● Your goal: The entries below are to be reproduced in full, exactly as written.

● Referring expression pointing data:
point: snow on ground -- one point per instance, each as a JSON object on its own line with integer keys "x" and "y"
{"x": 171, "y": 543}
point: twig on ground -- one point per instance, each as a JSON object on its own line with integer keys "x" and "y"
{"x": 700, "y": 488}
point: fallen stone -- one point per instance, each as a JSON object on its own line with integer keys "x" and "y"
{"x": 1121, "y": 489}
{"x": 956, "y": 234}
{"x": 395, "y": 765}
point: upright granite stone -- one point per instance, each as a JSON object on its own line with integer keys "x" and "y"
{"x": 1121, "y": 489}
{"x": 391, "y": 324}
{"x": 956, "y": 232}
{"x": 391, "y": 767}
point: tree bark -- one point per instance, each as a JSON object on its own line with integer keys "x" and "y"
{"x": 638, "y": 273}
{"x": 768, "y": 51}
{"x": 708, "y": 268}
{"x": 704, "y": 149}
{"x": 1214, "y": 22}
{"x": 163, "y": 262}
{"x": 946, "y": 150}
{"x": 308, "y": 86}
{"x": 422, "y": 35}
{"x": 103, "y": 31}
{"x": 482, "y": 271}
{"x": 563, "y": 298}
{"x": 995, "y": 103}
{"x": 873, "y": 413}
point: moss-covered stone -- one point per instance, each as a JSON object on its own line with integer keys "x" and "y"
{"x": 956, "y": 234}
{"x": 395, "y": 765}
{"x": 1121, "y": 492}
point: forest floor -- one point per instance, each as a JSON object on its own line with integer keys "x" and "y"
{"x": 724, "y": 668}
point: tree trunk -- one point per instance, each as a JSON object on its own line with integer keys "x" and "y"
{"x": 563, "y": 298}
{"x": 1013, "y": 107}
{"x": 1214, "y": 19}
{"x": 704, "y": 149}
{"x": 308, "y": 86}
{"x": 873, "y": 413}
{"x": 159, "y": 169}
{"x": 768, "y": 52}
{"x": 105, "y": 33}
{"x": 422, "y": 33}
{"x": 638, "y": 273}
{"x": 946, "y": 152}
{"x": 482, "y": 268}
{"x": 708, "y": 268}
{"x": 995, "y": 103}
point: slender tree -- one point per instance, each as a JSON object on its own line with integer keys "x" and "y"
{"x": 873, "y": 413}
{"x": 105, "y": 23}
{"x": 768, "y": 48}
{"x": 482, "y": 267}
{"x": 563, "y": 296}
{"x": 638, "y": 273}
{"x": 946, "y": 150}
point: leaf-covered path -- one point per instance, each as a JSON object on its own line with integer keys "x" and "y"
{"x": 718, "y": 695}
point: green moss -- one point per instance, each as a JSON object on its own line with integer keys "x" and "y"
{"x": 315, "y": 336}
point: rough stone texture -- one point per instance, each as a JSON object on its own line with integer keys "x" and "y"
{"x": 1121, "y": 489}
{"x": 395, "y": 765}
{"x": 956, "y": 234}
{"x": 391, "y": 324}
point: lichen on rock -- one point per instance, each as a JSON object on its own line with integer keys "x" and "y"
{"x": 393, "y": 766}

● Answer section:
point: snow on ground -- one point per instance, each as a JSON object on its own line with integer keys "x" and "y"
{"x": 171, "y": 543}
point: twig on ground -- one point per instance, each as a JSON object on its own line with integer keys "x" and "y"
{"x": 700, "y": 488}
point: fallen stone -- one point per instance, each as a JSON object on its own line with integer keys "x" and "y"
{"x": 1121, "y": 489}
{"x": 956, "y": 234}
{"x": 395, "y": 765}
point: upright granite stone -- one point per instance, each as a JSON object on its own line with integer keys "x" and "y"
{"x": 1121, "y": 489}
{"x": 391, "y": 324}
{"x": 956, "y": 232}
{"x": 391, "y": 767}
point: tree bark -- one point per instance, each as a JSON object on its own line with integer keys "x" and "y"
{"x": 638, "y": 273}
{"x": 768, "y": 51}
{"x": 708, "y": 268}
{"x": 704, "y": 149}
{"x": 1214, "y": 22}
{"x": 163, "y": 262}
{"x": 946, "y": 150}
{"x": 308, "y": 86}
{"x": 422, "y": 35}
{"x": 103, "y": 31}
{"x": 482, "y": 271}
{"x": 563, "y": 298}
{"x": 995, "y": 103}
{"x": 873, "y": 413}
point: moss-covered stone -- one point per instance, each as a JSON object on its own line with integer keys "x" and "y"
{"x": 956, "y": 234}
{"x": 395, "y": 765}
{"x": 1121, "y": 492}
point: forest floor -- one point per instance, each as a JSON object on its own line with integer keys "x" and "y"
{"x": 724, "y": 668}
point: tree trunk -- one point per instance, each as a JSON object on its own line with integer keys "x" and "y"
{"x": 563, "y": 298}
{"x": 1013, "y": 107}
{"x": 1214, "y": 19}
{"x": 704, "y": 149}
{"x": 308, "y": 86}
{"x": 873, "y": 413}
{"x": 159, "y": 169}
{"x": 768, "y": 52}
{"x": 105, "y": 33}
{"x": 422, "y": 33}
{"x": 638, "y": 273}
{"x": 946, "y": 152}
{"x": 482, "y": 268}
{"x": 708, "y": 268}
{"x": 995, "y": 103}
point: slender tree -- one point per instance, each as a JSON object on its own line with integer keys "x" and "y"
{"x": 873, "y": 413}
{"x": 105, "y": 23}
{"x": 768, "y": 48}
{"x": 482, "y": 267}
{"x": 563, "y": 296}
{"x": 638, "y": 273}
{"x": 946, "y": 150}
point: leaf-covered path -- one point per instance, each as a JSON object on its own line with integer keys "x" and "y"
{"x": 718, "y": 695}
point: green moss -- one point per instance, each as a JSON object on its own line with integer keys "x" and "y"
{"x": 315, "y": 336}
point: rough stone texture -- one point per instance, each as a JSON object on its own line with integer keys "x" and "y"
{"x": 1121, "y": 489}
{"x": 395, "y": 765}
{"x": 956, "y": 234}
{"x": 391, "y": 324}
point: lichen on rock -- one point per instance, each as a JSON object on its own line with integer keys "x" and "y"
{"x": 393, "y": 766}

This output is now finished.